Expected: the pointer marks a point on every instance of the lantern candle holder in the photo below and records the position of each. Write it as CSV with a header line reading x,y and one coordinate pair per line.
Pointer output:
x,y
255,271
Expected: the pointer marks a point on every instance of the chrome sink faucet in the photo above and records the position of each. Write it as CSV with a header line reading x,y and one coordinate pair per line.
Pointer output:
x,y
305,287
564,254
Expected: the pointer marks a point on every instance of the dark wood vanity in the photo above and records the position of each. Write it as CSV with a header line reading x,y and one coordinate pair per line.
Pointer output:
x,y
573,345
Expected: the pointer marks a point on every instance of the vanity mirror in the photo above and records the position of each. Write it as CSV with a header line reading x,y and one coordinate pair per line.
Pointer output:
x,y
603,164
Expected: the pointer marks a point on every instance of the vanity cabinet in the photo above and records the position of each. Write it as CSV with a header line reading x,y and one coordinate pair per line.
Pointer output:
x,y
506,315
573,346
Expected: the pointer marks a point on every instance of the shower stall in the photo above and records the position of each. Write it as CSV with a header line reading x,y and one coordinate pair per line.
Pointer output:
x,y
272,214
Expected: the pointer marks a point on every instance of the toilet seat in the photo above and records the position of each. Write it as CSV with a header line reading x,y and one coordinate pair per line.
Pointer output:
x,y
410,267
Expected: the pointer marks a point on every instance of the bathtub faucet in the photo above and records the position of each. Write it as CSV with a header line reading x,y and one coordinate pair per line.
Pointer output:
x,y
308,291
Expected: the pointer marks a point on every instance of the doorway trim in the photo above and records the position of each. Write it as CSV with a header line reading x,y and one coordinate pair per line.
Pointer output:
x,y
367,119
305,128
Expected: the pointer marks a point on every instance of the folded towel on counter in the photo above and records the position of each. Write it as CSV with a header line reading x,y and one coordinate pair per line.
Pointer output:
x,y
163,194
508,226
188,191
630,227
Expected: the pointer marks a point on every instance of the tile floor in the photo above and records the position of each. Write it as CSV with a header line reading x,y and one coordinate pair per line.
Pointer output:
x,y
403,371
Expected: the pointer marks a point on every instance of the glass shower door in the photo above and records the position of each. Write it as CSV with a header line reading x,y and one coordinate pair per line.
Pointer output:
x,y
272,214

*What to work on*
Every entry must be duplicated exactly as it was written.

*Exercise response*
Expected: the pointer marks a point on every instance of the lantern candle holder in the photo below and records the position of each. Write it as CSV with a header line reading x,y and one coordinate pair per line.
Pointer output:
x,y
255,271
Expected: the pointer marks a point on every instance of the chrome sink faucet in the photo above and records the position of each. Write it as CSV with a header line reading x,y and one coordinate pair per line.
Pointer output:
x,y
305,287
564,254
Expected: the pointer marks a point on every instance of the dark wood vanity in the photo above and records the position of each. Write it as CSV with a header line reading x,y and one coordinate pair per line.
Pointer output:
x,y
573,345
Expected: the pointer marks a point on every instance of the vanity mirror in the photo above and records the position of each. Write it as CSV with a header line reading x,y and one coordinate pair per line.
Pointer output:
x,y
603,164
Expected: the pointer marks a point on every instance of the vanity cabinet in the photo above and records the position of each. Write it as CSV with a header line reading x,y and one coordinate pair per line.
Pointer output:
x,y
506,315
573,346
Expected: the pointer marks a point on every instance of the shower stall in the photo above and records the position of each. Write it as CSV with a header line reading x,y and one coordinate pair per line.
Pointer output:
x,y
272,214
Expected: the pointer marks a point on every instance of the toilet seat in the photo above and records the position of each. Write it as CSV with a header line reading x,y and one coordinate pair per line.
Pointer output:
x,y
410,267
Expected: the pointer marks a point on every instance of the bathtub faucet in the photo above and records the position of each. Write it as CSV with a header line reading x,y and one coordinate pair per line.
Pointer output:
x,y
308,291
Expected: the pointer marks a point on every instance of the doorway trim in the photo above and records the position of each. Write it as CSV with a header line reading x,y and one coordinate pair per line.
Pointer output:
x,y
367,119
305,128
Expected: the pointer marks a point on every instance of the folded towel on counter in the photo above and records the position of each. Write it as CSV with a header line reading x,y and one coordinate pair per line.
Pointer output:
x,y
163,194
508,226
188,191
630,227
Expected: the pointer marks a point on every instance of the tile floor in the photo above and records the position of each. Write it as CSV with a header line reading x,y and one coordinate pair per line.
Pointer output:
x,y
403,371
Expected: the pointer marks a point on every instance of the glass shower door in the photo above and records the position of each. Write it as CSV with a header line reading x,y and one coordinate pair per line.
Pointer output:
x,y
272,214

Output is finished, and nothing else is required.